- **REQUEST**: Reproduce all of the rows below word for word, omitting the pictures from your answer.

[Dataset items]
** START **
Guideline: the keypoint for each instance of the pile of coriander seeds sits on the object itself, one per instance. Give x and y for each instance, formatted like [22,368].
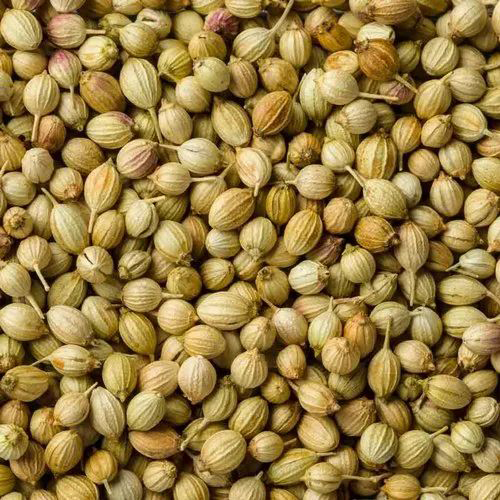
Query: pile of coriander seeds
[249,249]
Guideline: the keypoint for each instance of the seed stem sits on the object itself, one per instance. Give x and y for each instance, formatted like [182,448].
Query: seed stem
[45,285]
[154,118]
[281,20]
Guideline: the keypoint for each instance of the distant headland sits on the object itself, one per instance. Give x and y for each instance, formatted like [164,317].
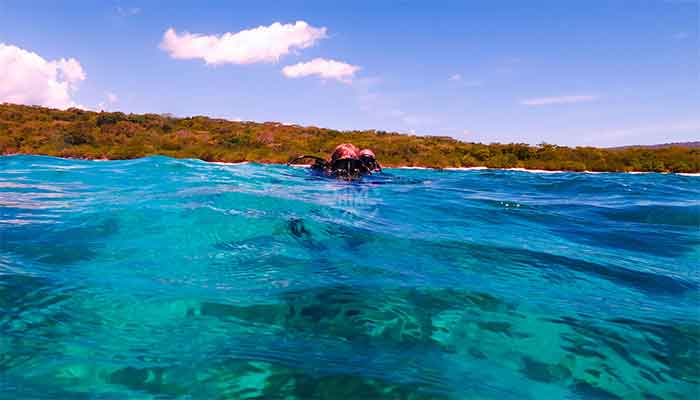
** END **
- **THE OUTPUT**:
Guideline: the keypoint for each instance of the pile of coriander seeds sits on the object itself, one per instance. Give x and y for each instance, formatted like [22,368].
Query: pile of coriander seeds
[249,249]
Guideline: the keypoint for each instance of the seed stem sits on the object itself, one per instance. Give x and y for each instance, formatted like [182,448].
Query: seed stem
[45,285]
[154,118]
[281,20]
Guideline: the keypoint for each instance of the distant headland sits on the object itself, one per instance. Give x and y for each instance, formatted like [164,317].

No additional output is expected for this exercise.